Can you give back the rows from the line with "pick out the balcony, placing" through the end, swapping every "keypoint" for "marker" and changing nothing else?

Start of Data provided

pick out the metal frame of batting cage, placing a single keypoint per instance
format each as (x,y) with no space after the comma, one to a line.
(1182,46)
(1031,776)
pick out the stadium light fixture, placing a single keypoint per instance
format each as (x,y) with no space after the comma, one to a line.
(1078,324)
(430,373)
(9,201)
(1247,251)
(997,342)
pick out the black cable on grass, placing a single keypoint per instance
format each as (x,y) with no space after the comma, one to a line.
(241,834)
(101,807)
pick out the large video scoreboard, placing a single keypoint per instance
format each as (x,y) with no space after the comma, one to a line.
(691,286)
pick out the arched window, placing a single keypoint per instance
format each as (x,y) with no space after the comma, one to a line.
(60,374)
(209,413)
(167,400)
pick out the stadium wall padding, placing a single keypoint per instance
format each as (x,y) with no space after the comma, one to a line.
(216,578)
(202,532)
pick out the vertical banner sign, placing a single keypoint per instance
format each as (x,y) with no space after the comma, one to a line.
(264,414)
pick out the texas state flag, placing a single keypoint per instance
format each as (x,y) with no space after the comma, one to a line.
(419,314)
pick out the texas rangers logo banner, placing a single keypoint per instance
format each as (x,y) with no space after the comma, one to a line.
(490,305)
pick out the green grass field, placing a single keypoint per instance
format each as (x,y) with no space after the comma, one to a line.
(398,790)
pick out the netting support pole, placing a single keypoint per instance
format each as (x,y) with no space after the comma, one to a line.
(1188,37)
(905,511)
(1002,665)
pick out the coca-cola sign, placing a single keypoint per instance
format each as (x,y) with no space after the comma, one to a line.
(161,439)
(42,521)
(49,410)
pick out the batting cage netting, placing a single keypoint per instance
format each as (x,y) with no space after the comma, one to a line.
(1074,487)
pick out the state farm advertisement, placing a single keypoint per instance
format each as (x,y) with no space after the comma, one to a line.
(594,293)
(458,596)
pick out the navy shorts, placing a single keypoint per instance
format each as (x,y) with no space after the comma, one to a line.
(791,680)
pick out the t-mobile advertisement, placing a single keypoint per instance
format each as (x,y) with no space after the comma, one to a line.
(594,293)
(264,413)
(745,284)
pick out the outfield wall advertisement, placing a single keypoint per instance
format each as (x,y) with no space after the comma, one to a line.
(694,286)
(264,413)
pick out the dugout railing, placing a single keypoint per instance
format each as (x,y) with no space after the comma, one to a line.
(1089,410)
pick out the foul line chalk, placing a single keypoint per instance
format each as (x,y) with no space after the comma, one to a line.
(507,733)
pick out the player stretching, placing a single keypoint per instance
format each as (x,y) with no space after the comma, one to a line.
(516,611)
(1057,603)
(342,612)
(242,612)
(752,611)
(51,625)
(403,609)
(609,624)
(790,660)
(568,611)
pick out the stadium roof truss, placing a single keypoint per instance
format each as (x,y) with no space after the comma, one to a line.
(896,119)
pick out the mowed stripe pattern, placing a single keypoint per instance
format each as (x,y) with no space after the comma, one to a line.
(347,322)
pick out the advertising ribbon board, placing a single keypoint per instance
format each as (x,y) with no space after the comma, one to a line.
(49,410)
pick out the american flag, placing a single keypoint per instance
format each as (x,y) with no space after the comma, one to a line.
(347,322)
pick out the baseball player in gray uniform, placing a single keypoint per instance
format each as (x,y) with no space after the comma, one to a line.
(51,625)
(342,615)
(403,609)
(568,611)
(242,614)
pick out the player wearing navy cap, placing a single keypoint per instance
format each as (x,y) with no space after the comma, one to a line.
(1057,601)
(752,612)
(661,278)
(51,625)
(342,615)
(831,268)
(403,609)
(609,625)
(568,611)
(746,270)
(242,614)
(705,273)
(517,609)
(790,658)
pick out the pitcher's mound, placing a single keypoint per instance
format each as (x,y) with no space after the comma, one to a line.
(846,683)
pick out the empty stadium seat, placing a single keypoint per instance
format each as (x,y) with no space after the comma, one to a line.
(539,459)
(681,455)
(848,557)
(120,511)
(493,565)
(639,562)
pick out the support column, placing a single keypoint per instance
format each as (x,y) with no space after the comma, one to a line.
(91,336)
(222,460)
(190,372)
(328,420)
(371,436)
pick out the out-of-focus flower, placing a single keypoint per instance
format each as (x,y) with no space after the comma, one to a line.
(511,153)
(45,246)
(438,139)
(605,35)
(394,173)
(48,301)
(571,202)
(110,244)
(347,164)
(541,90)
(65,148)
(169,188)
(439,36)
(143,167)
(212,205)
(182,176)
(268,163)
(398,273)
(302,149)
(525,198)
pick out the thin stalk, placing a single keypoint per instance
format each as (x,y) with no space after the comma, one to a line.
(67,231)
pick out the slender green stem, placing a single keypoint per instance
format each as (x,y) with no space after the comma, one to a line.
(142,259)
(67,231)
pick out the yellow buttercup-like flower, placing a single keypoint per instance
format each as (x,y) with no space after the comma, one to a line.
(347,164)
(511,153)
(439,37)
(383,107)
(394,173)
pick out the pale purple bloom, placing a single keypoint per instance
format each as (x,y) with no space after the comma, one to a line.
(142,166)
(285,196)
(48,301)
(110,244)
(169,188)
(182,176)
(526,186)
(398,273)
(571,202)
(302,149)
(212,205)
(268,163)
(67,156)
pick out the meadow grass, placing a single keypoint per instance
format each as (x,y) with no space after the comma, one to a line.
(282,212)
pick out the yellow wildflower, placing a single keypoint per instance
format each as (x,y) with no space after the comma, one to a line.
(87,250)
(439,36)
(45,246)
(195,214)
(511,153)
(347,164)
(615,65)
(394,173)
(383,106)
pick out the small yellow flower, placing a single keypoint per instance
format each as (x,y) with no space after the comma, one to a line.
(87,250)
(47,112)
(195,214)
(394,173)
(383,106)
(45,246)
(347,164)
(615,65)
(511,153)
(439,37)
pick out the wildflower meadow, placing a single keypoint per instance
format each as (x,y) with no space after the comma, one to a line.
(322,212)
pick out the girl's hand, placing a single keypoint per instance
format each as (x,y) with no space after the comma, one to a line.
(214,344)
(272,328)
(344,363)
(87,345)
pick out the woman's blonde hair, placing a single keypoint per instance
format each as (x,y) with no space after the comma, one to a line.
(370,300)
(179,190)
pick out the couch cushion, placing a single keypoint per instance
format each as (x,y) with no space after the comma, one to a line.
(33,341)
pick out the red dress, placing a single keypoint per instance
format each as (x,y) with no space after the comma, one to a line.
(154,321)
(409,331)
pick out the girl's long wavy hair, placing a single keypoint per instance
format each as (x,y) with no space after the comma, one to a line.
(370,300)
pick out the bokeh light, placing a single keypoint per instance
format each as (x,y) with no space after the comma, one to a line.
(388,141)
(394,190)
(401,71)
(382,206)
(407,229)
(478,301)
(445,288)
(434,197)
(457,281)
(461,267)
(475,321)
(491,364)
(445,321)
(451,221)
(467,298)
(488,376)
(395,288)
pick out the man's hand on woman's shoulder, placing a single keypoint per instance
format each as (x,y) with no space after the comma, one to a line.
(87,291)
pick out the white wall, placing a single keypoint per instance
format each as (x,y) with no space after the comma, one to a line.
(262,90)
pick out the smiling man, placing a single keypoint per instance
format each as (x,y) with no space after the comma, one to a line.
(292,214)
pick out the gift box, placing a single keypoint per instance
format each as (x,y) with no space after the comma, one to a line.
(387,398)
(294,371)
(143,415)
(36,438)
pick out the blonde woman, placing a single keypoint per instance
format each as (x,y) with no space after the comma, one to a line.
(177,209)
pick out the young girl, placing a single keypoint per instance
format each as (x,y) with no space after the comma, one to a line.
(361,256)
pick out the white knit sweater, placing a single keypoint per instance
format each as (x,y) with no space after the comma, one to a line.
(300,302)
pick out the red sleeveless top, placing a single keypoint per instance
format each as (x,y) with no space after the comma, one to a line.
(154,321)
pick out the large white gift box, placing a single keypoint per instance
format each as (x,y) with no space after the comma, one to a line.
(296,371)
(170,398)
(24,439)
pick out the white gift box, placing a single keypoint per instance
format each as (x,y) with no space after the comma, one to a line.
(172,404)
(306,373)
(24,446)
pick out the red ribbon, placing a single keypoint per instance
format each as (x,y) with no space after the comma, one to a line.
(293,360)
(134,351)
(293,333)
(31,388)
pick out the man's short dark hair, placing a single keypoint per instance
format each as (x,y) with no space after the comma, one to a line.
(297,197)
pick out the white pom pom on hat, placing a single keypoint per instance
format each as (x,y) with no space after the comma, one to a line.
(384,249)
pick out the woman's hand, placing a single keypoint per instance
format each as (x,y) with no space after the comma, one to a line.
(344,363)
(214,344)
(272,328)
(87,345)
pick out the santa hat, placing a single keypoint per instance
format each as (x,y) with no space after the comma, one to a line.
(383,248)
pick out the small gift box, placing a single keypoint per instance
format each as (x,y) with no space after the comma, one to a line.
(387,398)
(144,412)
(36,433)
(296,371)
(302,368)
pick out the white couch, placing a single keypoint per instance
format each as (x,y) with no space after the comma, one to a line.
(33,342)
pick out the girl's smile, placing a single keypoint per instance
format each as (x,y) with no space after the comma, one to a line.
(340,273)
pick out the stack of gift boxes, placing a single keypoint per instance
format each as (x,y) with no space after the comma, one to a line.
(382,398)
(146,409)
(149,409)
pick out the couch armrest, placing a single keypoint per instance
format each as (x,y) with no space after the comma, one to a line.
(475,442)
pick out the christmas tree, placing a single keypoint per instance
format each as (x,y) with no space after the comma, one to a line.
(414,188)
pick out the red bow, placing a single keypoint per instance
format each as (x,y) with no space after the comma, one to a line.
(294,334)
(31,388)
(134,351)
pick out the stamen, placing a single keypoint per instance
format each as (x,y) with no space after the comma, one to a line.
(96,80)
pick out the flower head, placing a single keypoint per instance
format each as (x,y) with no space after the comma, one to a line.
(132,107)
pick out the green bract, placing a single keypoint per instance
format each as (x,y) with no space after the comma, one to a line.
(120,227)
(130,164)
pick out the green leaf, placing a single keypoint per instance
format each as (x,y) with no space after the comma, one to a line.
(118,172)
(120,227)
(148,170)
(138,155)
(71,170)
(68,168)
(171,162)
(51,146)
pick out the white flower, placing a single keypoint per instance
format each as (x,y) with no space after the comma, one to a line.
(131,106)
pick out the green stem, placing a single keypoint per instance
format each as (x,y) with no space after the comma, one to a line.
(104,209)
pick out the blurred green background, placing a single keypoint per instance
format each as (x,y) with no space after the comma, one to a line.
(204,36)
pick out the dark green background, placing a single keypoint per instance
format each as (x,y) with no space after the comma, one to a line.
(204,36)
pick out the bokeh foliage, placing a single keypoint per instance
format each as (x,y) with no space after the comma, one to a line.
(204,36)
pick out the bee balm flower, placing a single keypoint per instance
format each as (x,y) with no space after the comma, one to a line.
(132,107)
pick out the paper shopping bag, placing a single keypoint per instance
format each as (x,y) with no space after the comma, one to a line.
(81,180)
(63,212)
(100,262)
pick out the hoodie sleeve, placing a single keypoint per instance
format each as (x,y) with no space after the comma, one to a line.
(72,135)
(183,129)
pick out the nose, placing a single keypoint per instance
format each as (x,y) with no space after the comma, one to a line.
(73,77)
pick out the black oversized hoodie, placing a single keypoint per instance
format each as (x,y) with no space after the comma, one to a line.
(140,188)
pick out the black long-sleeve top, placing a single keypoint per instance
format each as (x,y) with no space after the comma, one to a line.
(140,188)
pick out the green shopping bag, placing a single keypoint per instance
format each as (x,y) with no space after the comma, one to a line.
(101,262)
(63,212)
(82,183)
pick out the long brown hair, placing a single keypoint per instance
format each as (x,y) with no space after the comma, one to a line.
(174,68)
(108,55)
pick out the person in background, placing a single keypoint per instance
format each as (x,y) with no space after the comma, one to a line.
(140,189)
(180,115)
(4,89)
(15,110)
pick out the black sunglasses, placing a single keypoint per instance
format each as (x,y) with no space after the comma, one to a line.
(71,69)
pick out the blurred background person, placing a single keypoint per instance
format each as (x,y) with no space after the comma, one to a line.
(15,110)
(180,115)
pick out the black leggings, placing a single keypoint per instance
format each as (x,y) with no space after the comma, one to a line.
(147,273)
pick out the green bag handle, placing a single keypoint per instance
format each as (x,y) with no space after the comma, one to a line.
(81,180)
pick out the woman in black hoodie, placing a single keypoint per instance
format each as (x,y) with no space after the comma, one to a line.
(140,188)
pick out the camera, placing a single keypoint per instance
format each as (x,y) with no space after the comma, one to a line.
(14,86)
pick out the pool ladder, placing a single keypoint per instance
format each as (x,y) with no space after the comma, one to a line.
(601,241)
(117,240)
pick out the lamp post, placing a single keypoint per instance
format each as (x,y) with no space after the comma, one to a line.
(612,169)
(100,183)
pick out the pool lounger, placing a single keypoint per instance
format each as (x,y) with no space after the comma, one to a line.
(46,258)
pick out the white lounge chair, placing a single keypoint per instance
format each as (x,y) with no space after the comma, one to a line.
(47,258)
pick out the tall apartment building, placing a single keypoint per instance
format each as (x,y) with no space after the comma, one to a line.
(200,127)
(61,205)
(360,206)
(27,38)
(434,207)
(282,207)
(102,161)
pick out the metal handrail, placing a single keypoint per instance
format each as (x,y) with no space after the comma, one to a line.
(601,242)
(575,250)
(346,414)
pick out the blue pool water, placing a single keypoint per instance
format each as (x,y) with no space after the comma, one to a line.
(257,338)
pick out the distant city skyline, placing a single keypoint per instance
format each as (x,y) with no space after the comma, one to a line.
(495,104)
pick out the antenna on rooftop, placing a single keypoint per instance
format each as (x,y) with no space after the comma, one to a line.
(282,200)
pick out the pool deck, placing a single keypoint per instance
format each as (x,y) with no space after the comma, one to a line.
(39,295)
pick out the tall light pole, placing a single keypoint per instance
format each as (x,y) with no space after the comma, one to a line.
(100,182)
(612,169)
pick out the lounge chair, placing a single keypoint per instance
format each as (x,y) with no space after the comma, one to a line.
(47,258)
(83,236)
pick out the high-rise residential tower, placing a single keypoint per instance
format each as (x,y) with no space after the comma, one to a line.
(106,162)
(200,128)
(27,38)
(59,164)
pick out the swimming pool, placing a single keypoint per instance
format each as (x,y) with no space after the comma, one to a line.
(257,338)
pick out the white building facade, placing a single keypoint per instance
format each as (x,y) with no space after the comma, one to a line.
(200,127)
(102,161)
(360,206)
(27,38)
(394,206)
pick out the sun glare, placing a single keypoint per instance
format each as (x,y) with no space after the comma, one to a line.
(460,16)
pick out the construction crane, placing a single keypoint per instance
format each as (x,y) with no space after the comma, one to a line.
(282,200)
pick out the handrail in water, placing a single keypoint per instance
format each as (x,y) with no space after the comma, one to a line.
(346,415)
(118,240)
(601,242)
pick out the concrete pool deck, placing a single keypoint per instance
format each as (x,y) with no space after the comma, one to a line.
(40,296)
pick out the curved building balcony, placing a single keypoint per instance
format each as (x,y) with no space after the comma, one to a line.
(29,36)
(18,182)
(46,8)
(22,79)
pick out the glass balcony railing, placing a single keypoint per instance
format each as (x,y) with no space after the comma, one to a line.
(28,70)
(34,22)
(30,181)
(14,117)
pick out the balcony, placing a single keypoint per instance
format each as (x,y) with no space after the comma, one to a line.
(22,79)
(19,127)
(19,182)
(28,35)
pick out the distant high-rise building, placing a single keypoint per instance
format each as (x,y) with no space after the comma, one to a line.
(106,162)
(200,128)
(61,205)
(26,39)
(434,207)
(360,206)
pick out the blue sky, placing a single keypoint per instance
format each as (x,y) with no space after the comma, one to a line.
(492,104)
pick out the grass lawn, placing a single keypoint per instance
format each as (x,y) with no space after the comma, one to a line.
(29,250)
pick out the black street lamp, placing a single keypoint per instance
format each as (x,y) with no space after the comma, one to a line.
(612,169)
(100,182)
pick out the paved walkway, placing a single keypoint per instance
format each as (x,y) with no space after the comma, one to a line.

End of Data provided

§ **The completed task**
pick out the balcony, placing a single marker per instance
format each as (x,y) with no space after the comma, one to a line.
(22,79)
(19,127)
(19,182)
(28,35)
pick out the distant high-rise building, placing a single marker per instance
format each as (x,y) with no space after the comma, one to a line.
(106,162)
(200,128)
(61,205)
(26,39)
(434,207)
(360,206)
pick out the blue sky, placing a single marker per instance
format each as (x,y) with no space after the comma, one to a line.
(492,104)
pick out the grass lawn, placing a single marker per instance
format each as (x,y) with no space after the comma, one to a line.
(29,250)
pick out the black street lamp, placing a single marker per instance
format each as (x,y) with no space after the comma, one to a line.
(612,169)
(100,182)
pick out the paved walkway, placing a single marker per instance
format each as (x,y) with no space after the comma, one to a line.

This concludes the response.